──────── Exercise materials

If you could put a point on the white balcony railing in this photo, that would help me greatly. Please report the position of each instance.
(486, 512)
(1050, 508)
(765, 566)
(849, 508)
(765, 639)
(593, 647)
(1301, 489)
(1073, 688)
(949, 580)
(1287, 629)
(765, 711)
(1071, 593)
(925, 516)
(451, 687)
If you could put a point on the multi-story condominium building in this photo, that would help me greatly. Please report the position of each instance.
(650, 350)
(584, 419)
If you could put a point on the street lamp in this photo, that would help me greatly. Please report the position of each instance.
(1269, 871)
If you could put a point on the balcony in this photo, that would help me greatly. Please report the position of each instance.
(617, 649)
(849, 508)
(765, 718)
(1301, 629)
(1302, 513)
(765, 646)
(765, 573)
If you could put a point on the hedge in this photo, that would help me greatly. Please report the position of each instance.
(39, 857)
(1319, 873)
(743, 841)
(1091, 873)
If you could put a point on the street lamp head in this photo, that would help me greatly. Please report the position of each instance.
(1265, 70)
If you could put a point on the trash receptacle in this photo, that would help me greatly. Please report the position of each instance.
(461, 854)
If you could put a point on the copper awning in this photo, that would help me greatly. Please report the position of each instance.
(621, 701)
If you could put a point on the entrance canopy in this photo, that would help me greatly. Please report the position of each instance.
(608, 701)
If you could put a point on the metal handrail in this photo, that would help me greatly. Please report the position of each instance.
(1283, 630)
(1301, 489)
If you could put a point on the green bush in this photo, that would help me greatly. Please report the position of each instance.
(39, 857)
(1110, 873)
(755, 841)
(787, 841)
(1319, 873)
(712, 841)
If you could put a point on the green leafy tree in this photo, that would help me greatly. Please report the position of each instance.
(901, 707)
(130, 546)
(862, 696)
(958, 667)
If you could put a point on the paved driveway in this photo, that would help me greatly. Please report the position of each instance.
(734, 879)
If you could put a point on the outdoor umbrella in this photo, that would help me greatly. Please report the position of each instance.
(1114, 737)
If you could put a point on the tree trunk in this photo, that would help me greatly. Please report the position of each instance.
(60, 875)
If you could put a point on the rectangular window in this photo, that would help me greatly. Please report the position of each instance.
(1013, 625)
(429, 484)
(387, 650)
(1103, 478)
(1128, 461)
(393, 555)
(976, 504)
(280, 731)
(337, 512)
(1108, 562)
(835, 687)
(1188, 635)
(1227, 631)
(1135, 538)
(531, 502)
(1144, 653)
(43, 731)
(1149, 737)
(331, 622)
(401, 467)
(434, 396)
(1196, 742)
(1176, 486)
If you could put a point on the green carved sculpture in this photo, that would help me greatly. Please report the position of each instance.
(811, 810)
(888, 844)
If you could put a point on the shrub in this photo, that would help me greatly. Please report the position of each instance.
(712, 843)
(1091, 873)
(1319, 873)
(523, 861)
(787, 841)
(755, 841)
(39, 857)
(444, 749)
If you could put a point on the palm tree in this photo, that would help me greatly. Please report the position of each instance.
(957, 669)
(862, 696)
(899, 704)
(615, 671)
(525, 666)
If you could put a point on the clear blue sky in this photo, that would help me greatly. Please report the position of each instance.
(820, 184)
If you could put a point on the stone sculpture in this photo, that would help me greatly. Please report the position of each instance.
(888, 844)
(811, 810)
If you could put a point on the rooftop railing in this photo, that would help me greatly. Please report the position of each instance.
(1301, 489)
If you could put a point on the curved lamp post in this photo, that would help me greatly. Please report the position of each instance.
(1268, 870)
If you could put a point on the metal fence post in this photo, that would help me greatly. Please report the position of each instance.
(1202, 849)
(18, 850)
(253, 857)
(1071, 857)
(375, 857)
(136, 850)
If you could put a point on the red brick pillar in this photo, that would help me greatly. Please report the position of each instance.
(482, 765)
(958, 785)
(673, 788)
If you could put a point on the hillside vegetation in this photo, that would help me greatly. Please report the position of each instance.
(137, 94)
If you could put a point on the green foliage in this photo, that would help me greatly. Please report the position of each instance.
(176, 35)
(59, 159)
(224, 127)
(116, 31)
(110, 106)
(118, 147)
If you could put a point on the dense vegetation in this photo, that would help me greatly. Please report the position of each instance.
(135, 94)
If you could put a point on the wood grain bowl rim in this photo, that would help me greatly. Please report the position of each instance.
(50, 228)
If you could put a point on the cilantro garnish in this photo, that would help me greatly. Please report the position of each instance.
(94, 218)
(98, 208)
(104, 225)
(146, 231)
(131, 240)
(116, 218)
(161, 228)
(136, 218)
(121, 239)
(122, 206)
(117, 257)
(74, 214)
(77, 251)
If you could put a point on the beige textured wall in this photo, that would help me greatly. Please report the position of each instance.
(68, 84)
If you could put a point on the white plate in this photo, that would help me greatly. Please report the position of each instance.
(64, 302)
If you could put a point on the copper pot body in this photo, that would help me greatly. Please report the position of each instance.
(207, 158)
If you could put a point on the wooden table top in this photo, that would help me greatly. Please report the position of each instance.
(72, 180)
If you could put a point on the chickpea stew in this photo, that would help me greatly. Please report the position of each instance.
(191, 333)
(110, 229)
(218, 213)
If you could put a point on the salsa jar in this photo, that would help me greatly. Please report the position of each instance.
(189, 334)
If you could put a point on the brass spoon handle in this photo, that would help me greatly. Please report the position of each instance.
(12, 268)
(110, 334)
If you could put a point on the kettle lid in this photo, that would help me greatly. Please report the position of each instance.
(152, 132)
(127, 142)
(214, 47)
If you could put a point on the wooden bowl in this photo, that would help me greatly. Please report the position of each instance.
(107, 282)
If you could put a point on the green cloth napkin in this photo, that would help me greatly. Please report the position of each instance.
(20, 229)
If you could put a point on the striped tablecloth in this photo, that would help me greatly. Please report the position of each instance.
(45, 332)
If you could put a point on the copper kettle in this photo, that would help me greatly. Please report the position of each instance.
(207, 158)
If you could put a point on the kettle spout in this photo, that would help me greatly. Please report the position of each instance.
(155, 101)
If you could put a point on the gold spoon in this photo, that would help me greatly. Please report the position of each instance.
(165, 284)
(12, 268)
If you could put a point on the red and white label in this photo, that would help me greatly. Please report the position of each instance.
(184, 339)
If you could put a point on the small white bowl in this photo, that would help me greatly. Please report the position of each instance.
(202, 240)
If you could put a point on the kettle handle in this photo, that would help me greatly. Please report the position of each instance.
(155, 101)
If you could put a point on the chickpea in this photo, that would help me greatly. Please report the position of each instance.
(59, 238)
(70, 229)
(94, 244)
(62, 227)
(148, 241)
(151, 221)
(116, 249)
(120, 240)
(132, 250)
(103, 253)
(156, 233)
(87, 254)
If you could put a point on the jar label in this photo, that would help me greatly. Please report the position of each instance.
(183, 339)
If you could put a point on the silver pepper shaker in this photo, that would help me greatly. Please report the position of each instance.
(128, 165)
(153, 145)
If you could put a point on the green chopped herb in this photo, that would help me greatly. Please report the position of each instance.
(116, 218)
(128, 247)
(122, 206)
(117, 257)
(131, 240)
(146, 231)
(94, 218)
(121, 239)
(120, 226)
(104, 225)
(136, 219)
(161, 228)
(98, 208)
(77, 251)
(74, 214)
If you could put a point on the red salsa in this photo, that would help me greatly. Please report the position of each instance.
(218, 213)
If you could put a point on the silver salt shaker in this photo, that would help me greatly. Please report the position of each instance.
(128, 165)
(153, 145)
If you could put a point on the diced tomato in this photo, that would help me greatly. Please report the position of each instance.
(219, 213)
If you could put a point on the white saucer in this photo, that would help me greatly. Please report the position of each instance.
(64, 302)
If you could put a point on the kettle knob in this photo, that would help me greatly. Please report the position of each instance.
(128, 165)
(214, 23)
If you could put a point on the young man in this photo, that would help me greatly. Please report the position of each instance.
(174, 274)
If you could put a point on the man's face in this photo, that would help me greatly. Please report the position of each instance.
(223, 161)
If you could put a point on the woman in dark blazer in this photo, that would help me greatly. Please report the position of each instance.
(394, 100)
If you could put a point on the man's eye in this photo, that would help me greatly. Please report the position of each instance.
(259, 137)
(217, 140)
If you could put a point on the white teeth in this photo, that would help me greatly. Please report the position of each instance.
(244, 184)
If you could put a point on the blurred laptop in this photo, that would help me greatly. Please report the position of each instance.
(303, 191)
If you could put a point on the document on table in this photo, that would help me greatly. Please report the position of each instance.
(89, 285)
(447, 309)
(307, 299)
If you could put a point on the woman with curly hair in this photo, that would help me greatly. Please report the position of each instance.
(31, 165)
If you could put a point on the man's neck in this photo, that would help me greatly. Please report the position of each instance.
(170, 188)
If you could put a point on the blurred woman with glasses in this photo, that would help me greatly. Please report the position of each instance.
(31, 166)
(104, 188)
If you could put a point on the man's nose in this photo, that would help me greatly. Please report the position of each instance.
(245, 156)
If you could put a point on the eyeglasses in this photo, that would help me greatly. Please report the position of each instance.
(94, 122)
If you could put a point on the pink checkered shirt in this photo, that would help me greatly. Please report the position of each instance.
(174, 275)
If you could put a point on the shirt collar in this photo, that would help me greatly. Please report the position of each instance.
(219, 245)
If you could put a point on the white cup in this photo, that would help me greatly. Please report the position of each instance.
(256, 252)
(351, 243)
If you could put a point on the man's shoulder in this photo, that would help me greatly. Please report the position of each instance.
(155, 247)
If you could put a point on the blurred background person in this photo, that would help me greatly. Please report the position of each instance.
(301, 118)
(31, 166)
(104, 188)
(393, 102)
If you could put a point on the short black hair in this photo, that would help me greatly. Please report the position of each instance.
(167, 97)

────────────────

Task brief: Rewrite the stretch from the line containing "If you could put a point on the shrub" through the line containing "(1268, 870)", changing "help me greatly" to "be a great help" throughout and leaving everything else as it is.

Result for this exercise:
If you could put a point on the shrub in this photo, that would be a great help. Please report the position of each instance.
(712, 843)
(1091, 873)
(1319, 873)
(523, 861)
(787, 841)
(755, 841)
(39, 857)
(444, 749)
If you could put a point on the palm tree in this photo, that would be a great help. Please report the position of each instance.
(957, 669)
(862, 696)
(899, 704)
(615, 671)
(525, 666)
If you could put a point on the clear blue sky in this photo, that would be a great help. Please report the position of each instance.
(820, 184)
If you could put a point on the stone sculpture in this photo, that would be a great help. Please report the position of each instance.
(888, 844)
(811, 810)
If you could put a point on the rooftop railing in this photo, that would be a great help. Please report the position of each instance.
(1301, 489)
If you could put a point on the curved lamp post in this photo, that would be a great help. Please report the position of each instance.
(1268, 870)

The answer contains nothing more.